● **What the task asks**:
If a line in the entries includes "dress", show that line.

● **Records supplied**:
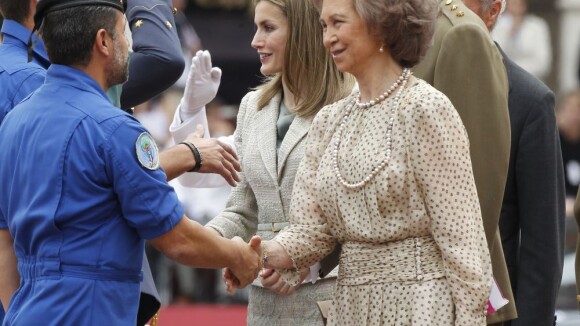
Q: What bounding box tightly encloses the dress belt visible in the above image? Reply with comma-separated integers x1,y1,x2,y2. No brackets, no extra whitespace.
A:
18,258,143,283
338,236,445,286
256,222,289,233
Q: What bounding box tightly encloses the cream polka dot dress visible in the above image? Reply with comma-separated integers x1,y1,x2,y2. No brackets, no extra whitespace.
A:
274,79,492,325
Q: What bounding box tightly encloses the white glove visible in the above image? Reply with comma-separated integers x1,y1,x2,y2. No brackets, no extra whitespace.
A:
179,50,222,121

● **Expected output**:
Q: What bounding box tightly encloses the dress belt visible in the above image? Reply with comma-separated integers x1,y1,x2,y2. No brackets, no extra whitespace.
Q: What bounding box tightly encloses the cream polka dot dress visible in the above image? Reply with comma-separated integers x1,y1,x2,y2. No brackets, no extra whitespace.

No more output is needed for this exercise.